---- DATA ENTRIES

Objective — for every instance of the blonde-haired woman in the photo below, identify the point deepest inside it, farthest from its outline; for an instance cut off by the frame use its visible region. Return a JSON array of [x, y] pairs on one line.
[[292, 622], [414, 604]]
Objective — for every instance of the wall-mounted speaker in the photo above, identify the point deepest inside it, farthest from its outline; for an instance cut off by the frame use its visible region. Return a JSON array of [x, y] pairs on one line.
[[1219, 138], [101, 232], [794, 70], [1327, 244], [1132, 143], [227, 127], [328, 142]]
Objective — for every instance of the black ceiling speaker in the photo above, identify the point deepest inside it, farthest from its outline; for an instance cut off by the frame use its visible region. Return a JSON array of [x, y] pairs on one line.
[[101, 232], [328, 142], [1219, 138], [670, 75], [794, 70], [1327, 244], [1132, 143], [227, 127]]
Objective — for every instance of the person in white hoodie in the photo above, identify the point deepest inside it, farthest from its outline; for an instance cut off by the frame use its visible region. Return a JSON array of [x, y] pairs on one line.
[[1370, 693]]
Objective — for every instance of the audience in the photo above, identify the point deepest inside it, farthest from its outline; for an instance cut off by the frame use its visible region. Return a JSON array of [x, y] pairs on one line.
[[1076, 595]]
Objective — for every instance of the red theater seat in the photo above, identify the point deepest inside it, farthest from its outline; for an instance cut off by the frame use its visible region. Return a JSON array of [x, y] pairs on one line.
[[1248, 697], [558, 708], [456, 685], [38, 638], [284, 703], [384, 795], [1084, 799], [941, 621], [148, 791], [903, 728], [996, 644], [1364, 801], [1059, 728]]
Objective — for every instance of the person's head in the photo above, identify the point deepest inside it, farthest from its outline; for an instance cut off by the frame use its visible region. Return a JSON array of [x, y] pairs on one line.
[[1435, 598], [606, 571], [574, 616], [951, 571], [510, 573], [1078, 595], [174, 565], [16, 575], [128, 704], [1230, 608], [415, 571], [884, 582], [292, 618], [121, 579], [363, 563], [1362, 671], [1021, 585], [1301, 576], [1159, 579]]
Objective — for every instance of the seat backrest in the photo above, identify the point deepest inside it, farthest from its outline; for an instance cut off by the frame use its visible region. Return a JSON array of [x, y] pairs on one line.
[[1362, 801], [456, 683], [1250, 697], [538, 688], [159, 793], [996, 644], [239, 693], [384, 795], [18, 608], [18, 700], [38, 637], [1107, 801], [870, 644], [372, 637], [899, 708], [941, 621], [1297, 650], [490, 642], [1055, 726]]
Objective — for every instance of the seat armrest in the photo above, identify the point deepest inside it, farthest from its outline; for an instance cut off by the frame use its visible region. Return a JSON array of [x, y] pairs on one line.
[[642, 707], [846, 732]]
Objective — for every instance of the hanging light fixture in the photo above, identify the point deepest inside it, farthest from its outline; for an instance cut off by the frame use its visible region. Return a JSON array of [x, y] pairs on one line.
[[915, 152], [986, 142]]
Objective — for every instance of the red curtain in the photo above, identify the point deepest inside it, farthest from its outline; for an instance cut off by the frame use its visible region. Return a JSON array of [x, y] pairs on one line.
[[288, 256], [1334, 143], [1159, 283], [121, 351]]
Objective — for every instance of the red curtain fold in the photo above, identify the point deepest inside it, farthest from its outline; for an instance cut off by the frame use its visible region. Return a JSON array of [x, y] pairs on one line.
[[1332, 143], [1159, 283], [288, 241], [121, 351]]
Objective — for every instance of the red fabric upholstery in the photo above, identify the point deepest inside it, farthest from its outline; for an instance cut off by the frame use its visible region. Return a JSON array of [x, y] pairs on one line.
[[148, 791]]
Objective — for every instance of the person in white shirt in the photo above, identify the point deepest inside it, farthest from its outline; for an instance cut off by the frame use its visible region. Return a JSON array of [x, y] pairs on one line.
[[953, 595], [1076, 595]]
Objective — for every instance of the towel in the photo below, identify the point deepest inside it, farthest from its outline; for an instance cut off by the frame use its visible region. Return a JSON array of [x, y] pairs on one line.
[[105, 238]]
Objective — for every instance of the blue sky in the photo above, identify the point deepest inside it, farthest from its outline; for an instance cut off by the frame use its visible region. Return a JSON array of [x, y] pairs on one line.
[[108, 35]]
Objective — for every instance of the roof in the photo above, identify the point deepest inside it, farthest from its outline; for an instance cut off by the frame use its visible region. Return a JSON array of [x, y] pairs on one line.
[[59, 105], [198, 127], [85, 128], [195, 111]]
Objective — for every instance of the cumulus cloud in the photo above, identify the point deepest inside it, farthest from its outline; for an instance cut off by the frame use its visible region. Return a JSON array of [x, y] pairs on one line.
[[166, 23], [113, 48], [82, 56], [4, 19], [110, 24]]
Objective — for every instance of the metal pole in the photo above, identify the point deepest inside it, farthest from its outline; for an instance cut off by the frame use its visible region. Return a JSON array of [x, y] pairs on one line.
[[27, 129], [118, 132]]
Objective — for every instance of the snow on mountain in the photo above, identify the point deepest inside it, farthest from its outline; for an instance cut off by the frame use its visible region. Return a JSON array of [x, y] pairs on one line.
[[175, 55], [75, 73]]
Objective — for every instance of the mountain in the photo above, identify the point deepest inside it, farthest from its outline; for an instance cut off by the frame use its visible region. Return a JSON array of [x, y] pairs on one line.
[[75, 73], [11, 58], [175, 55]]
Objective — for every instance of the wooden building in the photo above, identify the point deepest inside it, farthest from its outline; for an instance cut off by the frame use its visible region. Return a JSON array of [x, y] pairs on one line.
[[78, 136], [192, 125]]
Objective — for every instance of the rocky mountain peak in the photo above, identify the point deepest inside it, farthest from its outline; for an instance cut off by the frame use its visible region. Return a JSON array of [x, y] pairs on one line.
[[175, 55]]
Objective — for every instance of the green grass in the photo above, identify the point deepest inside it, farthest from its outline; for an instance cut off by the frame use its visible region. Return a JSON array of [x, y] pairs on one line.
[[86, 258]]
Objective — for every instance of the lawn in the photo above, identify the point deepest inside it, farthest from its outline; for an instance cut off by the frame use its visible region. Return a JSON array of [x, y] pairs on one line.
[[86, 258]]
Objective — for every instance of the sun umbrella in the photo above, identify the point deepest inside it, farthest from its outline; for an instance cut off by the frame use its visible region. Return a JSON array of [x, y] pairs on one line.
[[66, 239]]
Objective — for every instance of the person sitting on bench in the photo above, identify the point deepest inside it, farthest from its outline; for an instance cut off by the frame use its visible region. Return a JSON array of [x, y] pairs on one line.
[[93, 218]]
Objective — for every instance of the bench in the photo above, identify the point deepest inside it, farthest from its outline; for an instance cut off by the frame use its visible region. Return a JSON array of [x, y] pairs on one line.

--------
---- DATA ENTRIES

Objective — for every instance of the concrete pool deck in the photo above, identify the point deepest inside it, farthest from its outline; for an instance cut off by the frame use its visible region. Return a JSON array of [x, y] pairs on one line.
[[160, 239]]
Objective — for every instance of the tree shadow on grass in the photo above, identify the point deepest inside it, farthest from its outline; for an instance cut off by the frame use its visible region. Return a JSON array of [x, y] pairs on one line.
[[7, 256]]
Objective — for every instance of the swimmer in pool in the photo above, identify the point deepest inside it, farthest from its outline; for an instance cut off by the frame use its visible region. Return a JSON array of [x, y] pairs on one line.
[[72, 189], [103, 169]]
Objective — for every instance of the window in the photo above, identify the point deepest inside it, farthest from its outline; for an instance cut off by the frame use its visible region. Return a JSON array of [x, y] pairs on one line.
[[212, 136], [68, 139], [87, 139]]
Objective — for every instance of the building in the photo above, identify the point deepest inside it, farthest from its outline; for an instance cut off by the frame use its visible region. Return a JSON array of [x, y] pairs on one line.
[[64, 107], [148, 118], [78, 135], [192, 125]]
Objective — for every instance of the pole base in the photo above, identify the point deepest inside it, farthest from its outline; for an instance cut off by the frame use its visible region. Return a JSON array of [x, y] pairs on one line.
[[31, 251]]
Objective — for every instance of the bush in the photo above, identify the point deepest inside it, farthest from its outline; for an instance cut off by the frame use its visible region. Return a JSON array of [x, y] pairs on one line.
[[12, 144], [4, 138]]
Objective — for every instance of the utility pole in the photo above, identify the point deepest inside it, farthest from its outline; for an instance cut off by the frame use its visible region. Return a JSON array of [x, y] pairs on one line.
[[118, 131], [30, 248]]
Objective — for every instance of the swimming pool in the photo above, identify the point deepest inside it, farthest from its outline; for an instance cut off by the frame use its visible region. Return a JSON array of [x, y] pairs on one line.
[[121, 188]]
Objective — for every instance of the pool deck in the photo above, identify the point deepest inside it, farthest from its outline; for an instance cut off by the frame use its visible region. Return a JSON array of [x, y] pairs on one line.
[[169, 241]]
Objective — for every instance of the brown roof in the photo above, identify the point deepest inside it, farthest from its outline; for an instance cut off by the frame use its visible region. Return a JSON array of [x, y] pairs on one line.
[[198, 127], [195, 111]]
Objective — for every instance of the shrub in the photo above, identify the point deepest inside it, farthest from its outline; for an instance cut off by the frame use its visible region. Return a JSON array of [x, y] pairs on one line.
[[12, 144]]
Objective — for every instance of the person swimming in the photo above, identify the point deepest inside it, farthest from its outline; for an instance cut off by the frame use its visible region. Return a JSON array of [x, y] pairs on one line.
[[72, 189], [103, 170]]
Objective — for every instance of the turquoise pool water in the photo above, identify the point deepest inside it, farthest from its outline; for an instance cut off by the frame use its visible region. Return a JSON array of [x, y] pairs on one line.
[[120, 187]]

--------

■ TASK REQUIREMENTS
Rewrite the items starting with the line that contains "Objective — for every instance of the green" and going on through the line that contains "Objective — for every instance of the bench", with "farthest from its outline" changed to "most distant from its boundary" and nothing else altered.

■ EXERCISE OUTPUT
Objective — for every instance of the green grass in the photo above, identify the point deepest inside it, most distant from its boundary; for an instance cut off by the frame use its visible region. Return a JSON array of [x, y] pairs on one line.
[[86, 258]]
Objective — for every instance of the lawn in the photo above, identify the point deepest inside it, most distant from its boundary; for an instance cut off by the frame use its visible region. Return a JSON array of [x, y] pairs on one line.
[[86, 258]]
Objective — for every instance of the sun umbrella in the photo above, identify the point deepest inside it, most distant from its boundary; for an instance cut off by the frame use its visible region. Return a JSON array of [x, y] pairs on one line.
[[66, 239]]
Objective — for every instance of the person sitting on bench in the photo above, identify the point deepest inside it, most distant from its boundary; for an instance cut off by the frame use its visible region. Return a JSON array of [x, y] pairs on one line.
[[93, 218]]
Objective — for every instance of the bench in the photo above, identify the point deepest inside it, most distant from its boundary; for an instance cut off by the frame use its visible region. Return a JSON array of [x, y] pairs on one line.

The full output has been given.